Après l'explosion de
colère sociale du 18 octobre dernier, "Au Chili, on torture, on viole,
on tue". C'est ainsi que
la chanteuse chilienne, Mon Laferte, a décrit la situation du pays, lors de la cérémonie des
prix des Grammy's Latino, en ouvrant son manteau sur le tapis rouge pour
dévoiler ses seins nus et montrer son message de protestation. Au Chili, "la
violation des Droits de l'Homme est généralisée et systématique" (Amnesty
International) et les "membres
de la police nationale (Carabiniers) ont commis de graves violations des Droits
de l'Homme" (Human
Rights Watch). C'est ainsi
que, dans leurs rapports respectifs, étayés de vidéos et présentés dans des
conférences de presse, les organisations de défense des Droits de l'Homme,
Amnesty International et Human Rights Watch, ont
condamné le gouvernement pour la grave situation qui traverse le pays.
Le "Grand
Réveil" des Chiliens, le 18 octobre dernier, a conduit le peuple dans la
rue. Avec des gigantesques marches de protestation, celui-ci a mis en cause la
classe politique et l'héritage de la dictature civico-militaire de Pinochet.

::::

> **LE PROBLÈME**: Dans le texte sur la contestation au Chili, à quelle cérémonie la chanteuse Mon Laferte a-t-elle décrit la situation du pays ? Appuyez-vous uniquement sur le texte pour répondre.

::::

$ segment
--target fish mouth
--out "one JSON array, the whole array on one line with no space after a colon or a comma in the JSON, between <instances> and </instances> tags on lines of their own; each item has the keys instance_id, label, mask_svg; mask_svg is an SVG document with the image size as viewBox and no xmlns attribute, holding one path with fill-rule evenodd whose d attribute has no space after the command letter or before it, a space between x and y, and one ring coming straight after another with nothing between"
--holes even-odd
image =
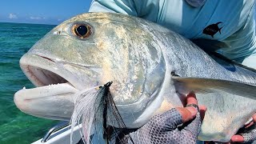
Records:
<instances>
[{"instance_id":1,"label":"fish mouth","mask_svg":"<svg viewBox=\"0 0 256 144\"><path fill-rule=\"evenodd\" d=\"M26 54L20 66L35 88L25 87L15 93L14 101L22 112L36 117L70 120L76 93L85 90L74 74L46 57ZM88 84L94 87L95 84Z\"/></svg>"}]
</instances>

::::

> **RÉPONSE**: À la cérémonie des prix des Grammy's Latino.